• _ACTIVITY_: Print out every entry that follows, exactly as written.
(Beginning of LISTED ENTRIES)
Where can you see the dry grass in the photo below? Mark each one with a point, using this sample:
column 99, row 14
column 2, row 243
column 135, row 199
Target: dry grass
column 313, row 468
(End of LISTED ENTRIES)
• _ANSWER SECTION_:
Where can you see the dry grass in the photo below? Mark each one with a point, using this sample:
column 99, row 14
column 2, row 243
column 135, row 199
Target: dry grass
column 313, row 468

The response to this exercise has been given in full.